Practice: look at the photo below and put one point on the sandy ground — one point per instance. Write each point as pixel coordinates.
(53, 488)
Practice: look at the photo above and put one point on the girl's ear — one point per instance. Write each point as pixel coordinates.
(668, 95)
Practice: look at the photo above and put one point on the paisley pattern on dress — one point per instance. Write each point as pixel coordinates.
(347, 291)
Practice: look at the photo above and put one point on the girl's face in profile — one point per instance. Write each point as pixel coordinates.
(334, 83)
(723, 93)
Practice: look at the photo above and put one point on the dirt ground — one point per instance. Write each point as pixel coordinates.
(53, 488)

* * *

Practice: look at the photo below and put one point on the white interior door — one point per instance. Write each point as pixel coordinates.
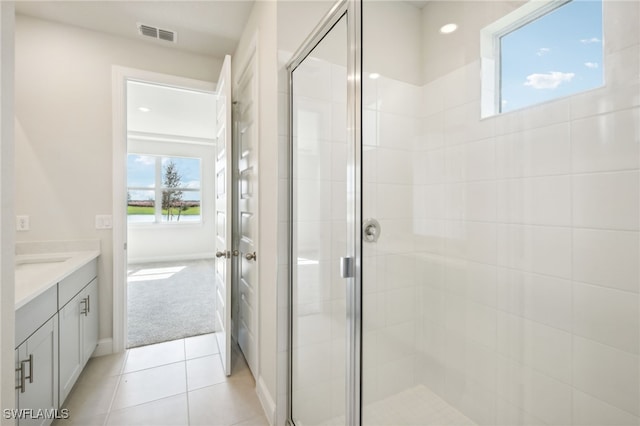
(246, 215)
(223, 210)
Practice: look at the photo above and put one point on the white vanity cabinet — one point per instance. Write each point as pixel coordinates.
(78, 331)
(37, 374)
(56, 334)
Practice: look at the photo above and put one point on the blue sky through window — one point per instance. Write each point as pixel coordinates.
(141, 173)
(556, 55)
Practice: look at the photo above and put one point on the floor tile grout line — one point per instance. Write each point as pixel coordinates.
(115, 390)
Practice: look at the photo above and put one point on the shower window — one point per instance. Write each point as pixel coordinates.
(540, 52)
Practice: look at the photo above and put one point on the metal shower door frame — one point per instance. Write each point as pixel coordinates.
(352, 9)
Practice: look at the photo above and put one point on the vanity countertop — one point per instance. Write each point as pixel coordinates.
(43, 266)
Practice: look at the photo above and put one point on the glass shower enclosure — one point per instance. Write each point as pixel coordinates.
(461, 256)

> _Problem statement_: Locate every line in the items above that contains the string "ground" and copy each of those lines out in full. The match is case-sensitive.

> _Exercise response_:
Practice: look at the photo below and put one point on the sandy ground — one point per instance. Write each point as pixel coordinates.
Practice: look at the photo above and put one point on the dirt ground — one point per instance. Write each point as pixel coordinates.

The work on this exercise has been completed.